WRITTEN INSTRUCTION
Change "even-odd" to "nonzero" everywhere in the listing below, and write out all of its lines again with nothing else altered.

====================

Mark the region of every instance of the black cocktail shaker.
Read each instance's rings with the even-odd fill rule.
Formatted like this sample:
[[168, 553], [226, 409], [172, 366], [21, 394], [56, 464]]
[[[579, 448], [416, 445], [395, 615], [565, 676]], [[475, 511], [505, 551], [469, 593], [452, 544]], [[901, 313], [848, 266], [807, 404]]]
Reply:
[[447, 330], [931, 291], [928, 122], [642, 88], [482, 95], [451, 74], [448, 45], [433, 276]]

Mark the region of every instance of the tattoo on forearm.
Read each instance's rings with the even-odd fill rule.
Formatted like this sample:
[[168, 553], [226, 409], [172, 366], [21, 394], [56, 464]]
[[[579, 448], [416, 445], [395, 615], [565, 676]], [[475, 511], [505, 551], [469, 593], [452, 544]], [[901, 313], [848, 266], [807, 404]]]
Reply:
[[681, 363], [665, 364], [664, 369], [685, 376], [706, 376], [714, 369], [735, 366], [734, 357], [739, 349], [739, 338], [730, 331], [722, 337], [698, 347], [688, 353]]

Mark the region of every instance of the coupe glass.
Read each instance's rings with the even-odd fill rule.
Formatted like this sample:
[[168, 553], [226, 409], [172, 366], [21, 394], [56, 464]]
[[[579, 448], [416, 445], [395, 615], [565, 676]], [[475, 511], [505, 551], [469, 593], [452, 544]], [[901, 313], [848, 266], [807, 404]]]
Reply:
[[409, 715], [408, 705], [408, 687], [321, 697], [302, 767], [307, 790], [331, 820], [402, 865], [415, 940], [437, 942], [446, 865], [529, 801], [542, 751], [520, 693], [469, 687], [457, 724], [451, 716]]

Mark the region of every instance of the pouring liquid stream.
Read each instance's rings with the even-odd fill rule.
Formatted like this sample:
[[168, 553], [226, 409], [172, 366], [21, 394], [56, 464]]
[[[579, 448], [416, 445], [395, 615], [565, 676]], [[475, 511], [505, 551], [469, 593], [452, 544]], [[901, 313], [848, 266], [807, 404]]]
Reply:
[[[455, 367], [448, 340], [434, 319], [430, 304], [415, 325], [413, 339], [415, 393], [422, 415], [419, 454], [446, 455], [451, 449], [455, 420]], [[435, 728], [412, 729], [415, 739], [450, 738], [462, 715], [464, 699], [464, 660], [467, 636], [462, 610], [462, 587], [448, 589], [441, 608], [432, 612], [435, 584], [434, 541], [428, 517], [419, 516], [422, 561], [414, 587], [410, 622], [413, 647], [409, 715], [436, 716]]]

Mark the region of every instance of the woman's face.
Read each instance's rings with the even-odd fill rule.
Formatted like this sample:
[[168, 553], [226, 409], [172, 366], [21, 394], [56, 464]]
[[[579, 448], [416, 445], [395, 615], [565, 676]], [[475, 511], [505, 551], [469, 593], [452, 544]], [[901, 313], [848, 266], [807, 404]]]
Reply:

====================

ANSWER TO THE TASK
Mark the region of every instance of the black cocktail shaker.
Read each instance's rings with the nonzero fill rule.
Formatted like this sample:
[[168, 553], [226, 409], [172, 366], [21, 394], [56, 464]]
[[[579, 448], [416, 445], [395, 615], [565, 676]], [[475, 511], [505, 551], [469, 593], [452, 544]], [[901, 313], [848, 266], [807, 404]]]
Reply:
[[447, 330], [931, 291], [928, 122], [642, 88], [482, 95], [451, 74], [448, 45], [433, 276]]

Mark the region of every instance of the tattoo on forearm.
Read each instance's rings with the nonzero fill rule.
Formatted like this sample:
[[168, 553], [226, 409], [172, 366], [21, 394], [56, 464]]
[[[579, 448], [416, 445], [395, 615], [565, 676]], [[475, 511], [505, 551], [469, 593], [452, 544]], [[901, 313], [848, 266], [807, 404]]]
Reply:
[[681, 363], [665, 364], [664, 369], [685, 376], [706, 376], [714, 369], [735, 366], [734, 357], [739, 349], [739, 338], [730, 331], [722, 337], [698, 347], [688, 353]]

Mark the region of every instance of the coupe glass.
Read each instance's rings with the nonzero fill rule.
Formatted like this sample:
[[168, 553], [226, 409], [172, 366], [21, 394], [56, 464]]
[[[579, 448], [416, 445], [395, 615], [565, 676]], [[475, 511], [505, 551], [469, 593], [452, 544]], [[901, 313], [848, 266], [807, 404]]]
Reply:
[[409, 715], [408, 705], [408, 687], [321, 697], [302, 767], [307, 790], [331, 820], [402, 865], [415, 940], [437, 942], [446, 865], [529, 801], [542, 751], [520, 693], [469, 687], [457, 724], [451, 716]]

Mark the region of every instance of the pouring liquid stream.
Read each instance's rings with the nonzero fill rule.
Formatted like this sample:
[[168, 553], [226, 409], [172, 366], [21, 394], [56, 464]]
[[[579, 448], [416, 445], [395, 615], [565, 676]], [[475, 511], [505, 551], [469, 593], [452, 544]], [[901, 313], [848, 266], [807, 404]]]
Reply:
[[[455, 367], [448, 340], [434, 319], [430, 304], [415, 325], [413, 339], [415, 393], [422, 415], [419, 454], [446, 455], [451, 449], [455, 420]], [[435, 728], [412, 729], [415, 739], [450, 738], [462, 715], [464, 699], [464, 660], [467, 636], [462, 610], [462, 587], [448, 589], [441, 608], [432, 612], [435, 584], [434, 541], [428, 517], [419, 516], [422, 561], [414, 587], [410, 622], [413, 647], [409, 715], [436, 716]]]

Mark the region of every instance of the woman's face.
Read each instance's rings with the nonzero fill rule.
Formatted like this sample:
[[168, 553], [226, 409], [172, 366], [21, 394], [56, 464]]
[[[579, 448], [416, 445], [395, 615], [565, 676]], [[475, 511], [505, 551], [469, 593], [452, 544]], [[901, 313], [848, 266], [807, 404]]]
Reply:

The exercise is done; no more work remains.